■ Excerpt provided

- - - - - - -

Skip to content

Scrapy Tips from the Pros: Part 1

by on January 19, 2016

Scrapy is at the heart of Scrapinghub. We use this framework extensively and have accumulated a wide range of shortcuts to get around common problems. We’re launching a series to share these Scrapy tips with you so that you can get the most out of your daily workflow. Each post will feature two to three tips, so stay tuned.

scrapylogo

Use Extruct to Extract Microdata from Websites

I am sure each and every developer of web crawlers has had a reason to curse web developers who use messy layouts for their websites. Websites with no semantic markups and especially those based on HTML tables are the absolute worst. These types of websites make scraping much harder because there are little-to-no clues about what each element means. Sometimes you even have to trust that the order of the elements on each page will remain the same to grab the data you need.

- - - - - - -

■ Information provided
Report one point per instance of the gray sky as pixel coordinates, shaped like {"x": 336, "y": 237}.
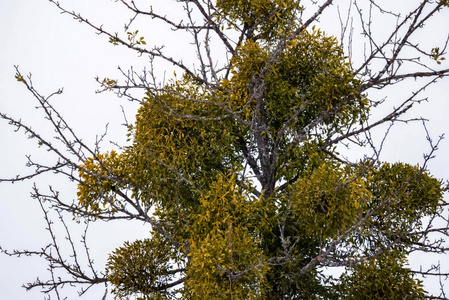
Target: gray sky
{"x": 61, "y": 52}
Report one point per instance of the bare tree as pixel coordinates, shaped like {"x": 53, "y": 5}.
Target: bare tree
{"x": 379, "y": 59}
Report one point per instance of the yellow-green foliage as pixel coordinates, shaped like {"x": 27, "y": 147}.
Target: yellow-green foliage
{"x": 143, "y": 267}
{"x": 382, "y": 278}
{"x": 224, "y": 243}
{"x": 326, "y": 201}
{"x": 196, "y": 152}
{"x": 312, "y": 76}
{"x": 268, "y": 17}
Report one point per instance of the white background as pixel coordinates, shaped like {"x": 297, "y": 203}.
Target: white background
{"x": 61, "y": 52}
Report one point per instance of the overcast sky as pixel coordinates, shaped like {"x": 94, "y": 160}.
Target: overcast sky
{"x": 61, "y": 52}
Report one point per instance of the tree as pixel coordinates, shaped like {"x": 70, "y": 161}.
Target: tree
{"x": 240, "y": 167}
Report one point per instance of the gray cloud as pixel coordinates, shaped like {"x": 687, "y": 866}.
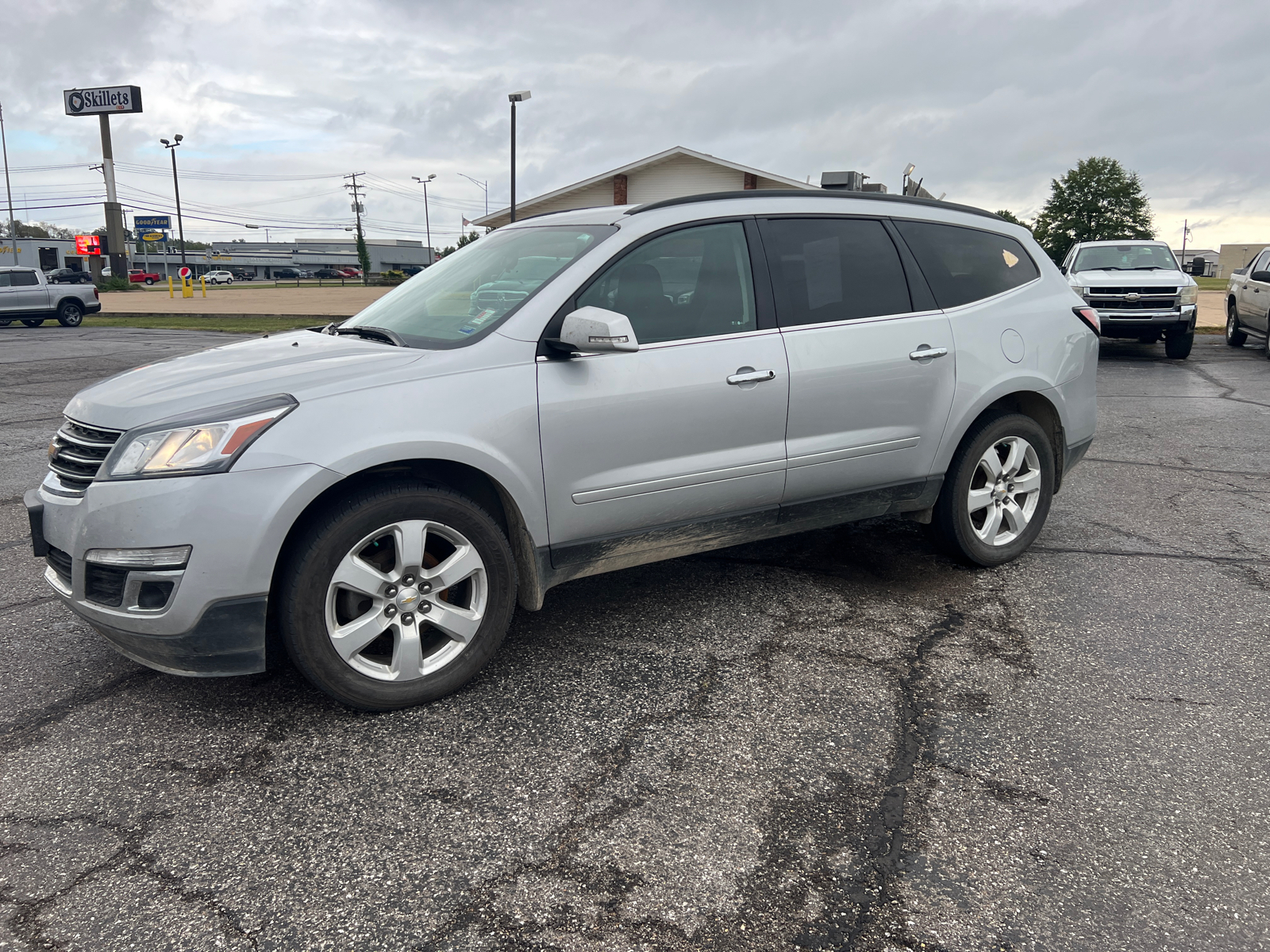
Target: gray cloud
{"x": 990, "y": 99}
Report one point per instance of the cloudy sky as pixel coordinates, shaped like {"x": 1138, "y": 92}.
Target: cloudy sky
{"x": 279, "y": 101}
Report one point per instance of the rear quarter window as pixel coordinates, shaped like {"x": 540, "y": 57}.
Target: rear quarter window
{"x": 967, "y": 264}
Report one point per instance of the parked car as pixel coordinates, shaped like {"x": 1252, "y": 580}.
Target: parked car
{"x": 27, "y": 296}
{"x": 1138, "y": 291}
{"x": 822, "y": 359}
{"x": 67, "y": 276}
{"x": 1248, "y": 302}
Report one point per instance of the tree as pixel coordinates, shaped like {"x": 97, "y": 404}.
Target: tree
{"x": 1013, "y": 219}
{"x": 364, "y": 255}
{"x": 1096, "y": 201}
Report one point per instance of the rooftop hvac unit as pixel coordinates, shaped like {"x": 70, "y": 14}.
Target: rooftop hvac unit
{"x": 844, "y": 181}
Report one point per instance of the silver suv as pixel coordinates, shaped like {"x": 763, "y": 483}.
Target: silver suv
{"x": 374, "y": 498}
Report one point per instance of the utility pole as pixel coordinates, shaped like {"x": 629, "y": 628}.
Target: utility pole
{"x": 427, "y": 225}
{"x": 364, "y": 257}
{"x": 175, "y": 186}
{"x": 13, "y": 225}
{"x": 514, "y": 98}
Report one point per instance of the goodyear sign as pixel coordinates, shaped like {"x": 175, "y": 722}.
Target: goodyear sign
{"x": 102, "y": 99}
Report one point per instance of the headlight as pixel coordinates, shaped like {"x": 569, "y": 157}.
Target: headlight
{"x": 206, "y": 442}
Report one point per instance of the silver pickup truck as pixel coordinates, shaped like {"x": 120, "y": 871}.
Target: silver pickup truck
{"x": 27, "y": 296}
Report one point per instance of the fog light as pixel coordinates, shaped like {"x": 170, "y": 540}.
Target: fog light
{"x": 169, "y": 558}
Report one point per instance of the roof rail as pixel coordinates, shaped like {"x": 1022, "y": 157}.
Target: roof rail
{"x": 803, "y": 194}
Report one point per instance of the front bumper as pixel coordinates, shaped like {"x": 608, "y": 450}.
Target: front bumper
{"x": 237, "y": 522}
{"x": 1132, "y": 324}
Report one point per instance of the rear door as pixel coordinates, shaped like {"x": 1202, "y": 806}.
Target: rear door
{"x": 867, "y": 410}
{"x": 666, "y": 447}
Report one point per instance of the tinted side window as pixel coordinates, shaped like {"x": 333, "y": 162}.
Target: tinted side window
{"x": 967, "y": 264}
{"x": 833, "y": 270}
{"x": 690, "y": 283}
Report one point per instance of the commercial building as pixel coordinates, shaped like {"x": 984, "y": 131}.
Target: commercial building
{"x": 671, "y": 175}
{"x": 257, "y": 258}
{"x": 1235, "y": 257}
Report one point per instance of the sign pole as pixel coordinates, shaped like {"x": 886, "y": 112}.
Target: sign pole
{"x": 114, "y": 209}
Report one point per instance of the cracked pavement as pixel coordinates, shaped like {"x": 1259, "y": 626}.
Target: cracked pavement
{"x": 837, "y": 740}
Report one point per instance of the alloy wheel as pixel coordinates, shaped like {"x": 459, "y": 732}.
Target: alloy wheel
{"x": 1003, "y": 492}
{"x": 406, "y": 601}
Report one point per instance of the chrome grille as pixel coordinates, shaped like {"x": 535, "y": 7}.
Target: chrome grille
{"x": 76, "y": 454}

- - - - - - -

■ Given instruction 1
According to the Scrapy tips post, which websites are the absolute worst?
■ Given instruction 2
Write out the rows again, starting with the line containing "Report one point per instance of the cracked" and going on through the last row. Raise every x and y answer coordinate by 64, and keep all other lines unchanged.
These rows have no connection to the Scrapy tips post.

■ Response 1
Websites with no semantic markups, especially those based on HTML tables.

■ Response 2
Report one point per instance of the cracked pavement as pixel coordinates, shaped like {"x": 1259, "y": 626}.
Target: cracked pavement
{"x": 901, "y": 804}
Report one point per instance of the alloy wheel as pixel coordinates, shaped like {"x": 459, "y": 732}.
Target: alloy wheel
{"x": 1067, "y": 556}
{"x": 470, "y": 665}
Report one point per instance of the chrome grille as pixel coordinates, shaped like {"x": 535, "y": 7}.
Target: chrome grille
{"x": 140, "y": 518}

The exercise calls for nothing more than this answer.